### [WHAT TO PRODUCE]
Translate this sentence from the piece on HUS digital care paths into Spanish: "Operative care paths are for people who need guidance for a limited period of time, often prior to visiting a hospital for an operation."

==== EXTRACT TO READ

Nyrki Rantonen, HUS Development Manager
More than 400 digital care pathways are currently provided. The key is that clinicians themselves can build the pathways.
One of the services for healthcare professionals that’s getting international attention is a wound navigator.
A branching-tree structure asks the care provider a series of questions that get more specific with each step, until a treatment plan is suggested. Widely used across Finland, the service has been developed to such a high level that it has received the European CE-mark for medical devices. Now the HUS team is looking at ways to share the knowledge abroad.
“We’re currently in discussions with the European Wound Management Association to host their own version of the wound navigator for their EU members. This would mean the service could be brought to an audience of several million people,” says Rantonen.
Another tool that’s popular among Finnish healthcare professionals is an e-consultation service that brings primary-care doctors together with specialists in different fields. Patients can often consult with two doctors at the same time.
Digital care paths reduce the care burden
The digital care paths – the third element of the platform – provide support for several groups of patients.
Operative care paths are for people who need guidance for a limited period of time, often prior to visiting a hospital for an operation. The paths explain how to prepare for the operation and what to expect in terms of recovery time.
Care paths for chronic-disease patients are designed to support long-term treatment and symptom management. These paths are aimed at helping to reduce the need for hospital visits, which is beneficial for both the patient and the healthcare system.
“When you have a chronic disease, self-treatment at home really improves your quality of life. This is especially important in sparsely populated countries such as Finland, where people may need to travel 200 kilometers or more to get to a big hospital,” says Rantonen.
HUS also offers digital care paths to support specific goals, such as losing weight and maintaining mental health. Diaries, interactive quizzes and other exercises encourage engagement and target setting.
Digital Health Village
Opening APIs and going international
For the next phase of development the HUS team is looking at ways to incorporate services for remotely monitoring blood pressure, blood glucose and other key measurements.
“Not all patients are motivated enough or have the technical skills to record this data, so remote monitoring is beneficial. The challenge is that medical devices are made by many different manufacturers, each with their own APIs,” says Rantonen.
“We’re now planning the technical architecture that will allow us to build a centralised way of gathering this device data. We would also like to open up our own APIs to third parties.”
What we’ve done can save other healthcare systems many years of work. The technology is replicable anywhere and many of the treatment pathways are the same.
HUS is working through a network of international partners to explore opportunities for commercial collaboration outside of Finland.
“We are happy to do a pilot of the solution in any country. The technology is 100% replicable anywhere, many of the treatment pathways are the same, and the content can be localised. What we’ve done can save other healthcare systems many years of work,” says Rantonen.
“Digital healthcare solutions are usually aimed at a particular patient group or treatment challenge. But the Digital Health Village is all encompassing. We have not seen anything else on this scale.”

========
==== DATASET ENTRIES

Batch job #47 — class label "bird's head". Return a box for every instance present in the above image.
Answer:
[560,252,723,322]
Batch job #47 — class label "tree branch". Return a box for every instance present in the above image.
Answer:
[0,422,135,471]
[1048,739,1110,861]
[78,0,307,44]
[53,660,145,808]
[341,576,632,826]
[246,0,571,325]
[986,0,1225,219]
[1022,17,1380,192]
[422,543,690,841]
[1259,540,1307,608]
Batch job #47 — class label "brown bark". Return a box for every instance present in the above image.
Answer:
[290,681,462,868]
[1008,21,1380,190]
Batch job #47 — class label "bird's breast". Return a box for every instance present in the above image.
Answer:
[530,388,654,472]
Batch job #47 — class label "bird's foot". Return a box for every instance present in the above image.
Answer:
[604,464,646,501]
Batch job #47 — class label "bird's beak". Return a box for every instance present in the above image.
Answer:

========

### [SOLVED PROBLEM]
Las rutas de atención operatoria son para personas que necesitan orientación durante un período de tiempo limitado, a menudo antes de acudir a un hospital para someterse a una operación.